* The problem: Rescale the listing from its start through the line containing "83 L 58 150", inclusive, and output those lines again with the requests included. Multiply every coordinate in the answer outlines by 1.05 and round each result to a whole number, with halves rounding up.

* BEGIN Data shown *

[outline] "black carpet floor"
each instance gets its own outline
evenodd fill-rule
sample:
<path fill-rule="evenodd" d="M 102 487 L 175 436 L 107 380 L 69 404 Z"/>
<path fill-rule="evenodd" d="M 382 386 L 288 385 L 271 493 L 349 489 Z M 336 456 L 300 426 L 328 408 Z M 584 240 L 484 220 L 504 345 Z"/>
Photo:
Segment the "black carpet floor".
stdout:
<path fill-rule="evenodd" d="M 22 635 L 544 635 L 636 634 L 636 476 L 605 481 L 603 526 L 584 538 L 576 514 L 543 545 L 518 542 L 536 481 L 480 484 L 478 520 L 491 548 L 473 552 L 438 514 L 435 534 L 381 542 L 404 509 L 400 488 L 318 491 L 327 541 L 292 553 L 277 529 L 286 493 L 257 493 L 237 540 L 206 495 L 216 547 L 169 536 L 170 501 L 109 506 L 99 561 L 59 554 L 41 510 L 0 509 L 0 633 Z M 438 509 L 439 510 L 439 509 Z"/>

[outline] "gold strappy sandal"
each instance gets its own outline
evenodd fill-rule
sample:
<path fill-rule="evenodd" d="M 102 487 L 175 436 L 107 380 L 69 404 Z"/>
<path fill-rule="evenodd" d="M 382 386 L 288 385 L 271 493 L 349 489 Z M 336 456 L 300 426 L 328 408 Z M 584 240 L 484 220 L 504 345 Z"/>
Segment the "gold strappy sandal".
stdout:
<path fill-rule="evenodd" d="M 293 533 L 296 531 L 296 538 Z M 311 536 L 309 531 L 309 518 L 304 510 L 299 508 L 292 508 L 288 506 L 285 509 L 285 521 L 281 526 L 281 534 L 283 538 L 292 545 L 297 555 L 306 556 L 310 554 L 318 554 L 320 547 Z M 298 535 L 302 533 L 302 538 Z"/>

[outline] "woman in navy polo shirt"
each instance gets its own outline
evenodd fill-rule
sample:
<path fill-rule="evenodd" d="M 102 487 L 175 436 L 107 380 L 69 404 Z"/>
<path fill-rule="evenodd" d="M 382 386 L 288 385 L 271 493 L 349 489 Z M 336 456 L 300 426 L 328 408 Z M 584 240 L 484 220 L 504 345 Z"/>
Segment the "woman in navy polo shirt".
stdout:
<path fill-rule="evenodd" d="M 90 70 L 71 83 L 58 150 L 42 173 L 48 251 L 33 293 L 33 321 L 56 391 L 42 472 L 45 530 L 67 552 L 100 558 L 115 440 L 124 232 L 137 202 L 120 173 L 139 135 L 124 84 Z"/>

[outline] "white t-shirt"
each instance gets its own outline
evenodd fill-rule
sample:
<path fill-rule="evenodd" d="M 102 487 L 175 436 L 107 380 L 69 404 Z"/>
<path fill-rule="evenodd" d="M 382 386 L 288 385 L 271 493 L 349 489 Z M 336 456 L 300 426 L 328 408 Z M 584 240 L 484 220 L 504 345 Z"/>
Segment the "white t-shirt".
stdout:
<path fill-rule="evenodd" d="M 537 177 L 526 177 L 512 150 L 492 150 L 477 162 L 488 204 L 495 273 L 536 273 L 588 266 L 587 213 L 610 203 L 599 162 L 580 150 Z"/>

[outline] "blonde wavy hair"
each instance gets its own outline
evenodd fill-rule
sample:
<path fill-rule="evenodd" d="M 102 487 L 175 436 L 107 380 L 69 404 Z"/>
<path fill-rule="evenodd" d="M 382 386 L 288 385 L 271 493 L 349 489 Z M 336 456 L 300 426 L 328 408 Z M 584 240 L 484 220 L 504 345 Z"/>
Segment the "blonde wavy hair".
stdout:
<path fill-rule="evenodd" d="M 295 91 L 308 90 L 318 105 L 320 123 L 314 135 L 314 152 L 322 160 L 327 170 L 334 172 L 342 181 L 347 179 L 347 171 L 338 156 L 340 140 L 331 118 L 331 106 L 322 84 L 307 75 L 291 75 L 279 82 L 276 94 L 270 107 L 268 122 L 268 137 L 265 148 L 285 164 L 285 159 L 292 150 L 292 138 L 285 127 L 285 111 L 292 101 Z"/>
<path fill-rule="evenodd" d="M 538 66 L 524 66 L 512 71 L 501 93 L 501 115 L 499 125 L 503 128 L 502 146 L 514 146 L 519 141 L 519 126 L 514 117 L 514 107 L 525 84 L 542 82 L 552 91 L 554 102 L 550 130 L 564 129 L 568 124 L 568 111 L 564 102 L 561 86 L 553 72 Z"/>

* END Data shown *

* Solution to this task:
[outline] "black carpet floor"
each instance gets its own outline
evenodd fill-rule
sample:
<path fill-rule="evenodd" d="M 102 487 L 175 436 L 107 380 L 69 404 Z"/>
<path fill-rule="evenodd" d="M 382 386 L 288 385 L 271 493 L 349 489 Z M 336 456 L 300 426 L 328 408 Z M 584 240 L 484 220 L 504 345 Z"/>
Photo:
Segment the "black carpet floor".
stdout:
<path fill-rule="evenodd" d="M 23 667 L 571 667 L 668 666 L 668 500 L 635 505 L 633 552 L 613 565 L 605 540 L 570 572 L 544 569 L 563 505 L 504 508 L 502 546 L 516 575 L 497 580 L 460 540 L 457 561 L 400 569 L 424 534 L 420 512 L 334 516 L 343 568 L 307 581 L 291 555 L 300 518 L 270 518 L 249 567 L 216 520 L 227 574 L 177 563 L 179 526 L 114 531 L 104 589 L 62 582 L 43 536 L 0 534 L 0 665 Z M 460 534 L 461 536 L 461 534 Z"/>

[outline] "gold strappy sandal"
each instance gets its own outline
evenodd fill-rule
sample:
<path fill-rule="evenodd" d="M 102 487 L 175 436 L 107 380 L 69 404 Z"/>
<path fill-rule="evenodd" d="M 382 386 L 288 385 L 271 493 L 349 489 Z M 336 456 L 300 426 L 328 408 Z M 584 240 L 484 220 L 504 345 Z"/>
Segment the "gold strappy sandal".
stdout:
<path fill-rule="evenodd" d="M 308 560 L 311 558 L 311 565 Z M 327 563 L 324 558 L 324 544 L 319 536 L 314 533 L 307 533 L 302 531 L 299 534 L 299 547 L 295 552 L 295 561 L 297 565 L 307 572 L 312 583 L 321 584 L 326 582 L 334 582 L 336 574 Z M 313 562 L 317 560 L 317 565 Z"/>

[outline] "woman in navy polo shirt"
each instance gets its own outline
evenodd fill-rule
sample:
<path fill-rule="evenodd" d="M 102 487 L 175 436 L 107 380 L 69 404 Z"/>
<path fill-rule="evenodd" d="M 382 386 L 288 385 L 271 493 L 349 489 Z M 336 456 L 300 426 L 328 408 Z M 584 240 L 484 220 L 504 345 Z"/>
Segment the "woman in navy polo shirt".
stdout:
<path fill-rule="evenodd" d="M 95 74 L 75 87 L 61 158 L 44 182 L 50 264 L 35 308 L 35 337 L 59 411 L 44 496 L 47 557 L 70 580 L 105 586 L 121 462 L 130 244 L 144 212 L 126 182 L 146 142 L 130 88 Z"/>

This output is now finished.